QUELLE:
------------------------------------------------
In einem weiteren Vorstoß versucht die EU-Kommission, besonders lange oder schwere Lkw (auch Gigaliner genannt) flächendeckend und in der gesamten EU zu etablieren. Dabei reichen die Begründungen für den Richtlinienentwurf von Fahrer:innenmangel über die Steigerung der Verkehrssicherheit bis hin zum Umweltschutz – der Vorschlag ist Teil eines Anfang Juli vorgestellten Gesetzespakets zur Ökologisierung des Güterverkehrs. Aus Sicht der AK sind die vorgebrachten Argumente nicht haltbar. Aufgrund der zahlreichen Probleme, die mit einer erleichterten Zulassung von Gigalinern in der EU verbunden wären, lehnt die AK überlange und -schwere Lkw auf europäischen Straßen strikt ab.
Gigaliner verschärfen die Verlagerungsproblematik von der Straße auf die Schiene
Im Sinne der grünen Transformation ist eine Verlagerung des Güterverkehrs von der Straße auf die Schiene dringend notwendig. Die Einführung von Gigalinern würden dieses Ziel jedoch konterkarieren. Eine schrittweise Anhebung von Gewichts- und Längenbegrenzungen führt zu einem steigenden Wettbewerbsdruck und zu einer Verbilligung des Gütertransports auf der Straße. Das wäre nicht nur aus Umweltperspektive nachteilig. Ein Rückgang des Gütertransports auf der Schiene wäre zudem mit dem Verlust von qualifizierter Beschäftigung in diesem Bereich verbunden.
------------------------------------------------
BEREITGESTELLTES MATERIAL:
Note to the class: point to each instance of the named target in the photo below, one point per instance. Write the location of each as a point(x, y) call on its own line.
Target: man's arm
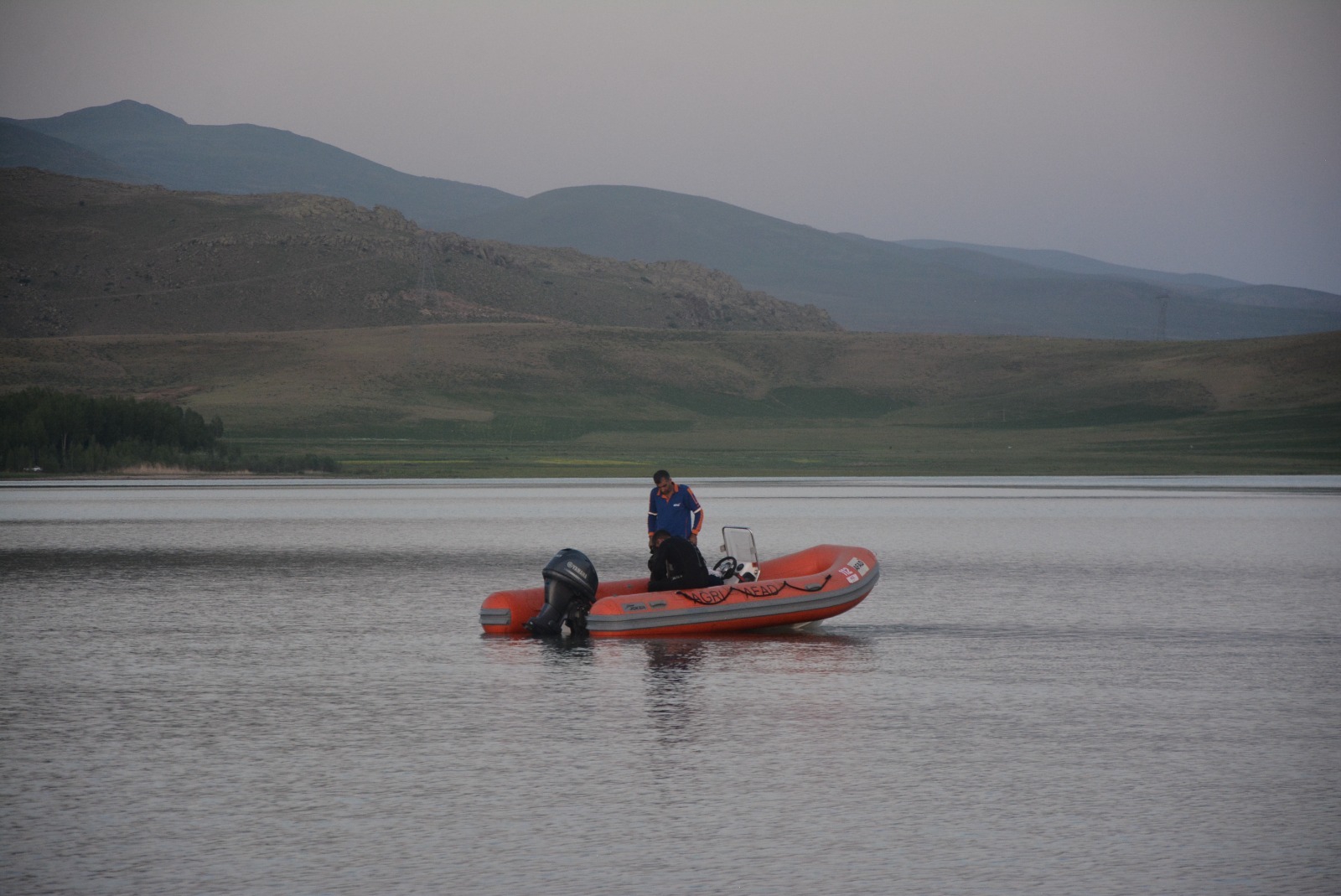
------------------------------------------------
Warum würde die Einführung von Gigalinern laut dem Text über Gigaliner der Verlagerung des Güterverkehrs von der Straße auf die Schiene entgegenwirken? Erkläre es in ein bis drei Sätzen.

Eine schrittweise Anhebung der Gewichts- und Längenbegrenzungen würde den Wettbewerbsdruck erhöhen und den Gütertransport auf der Straße verbilligen. Dadurch würde der Gütertransport auf der Schiene zurückgehen, statt zuzunehmen.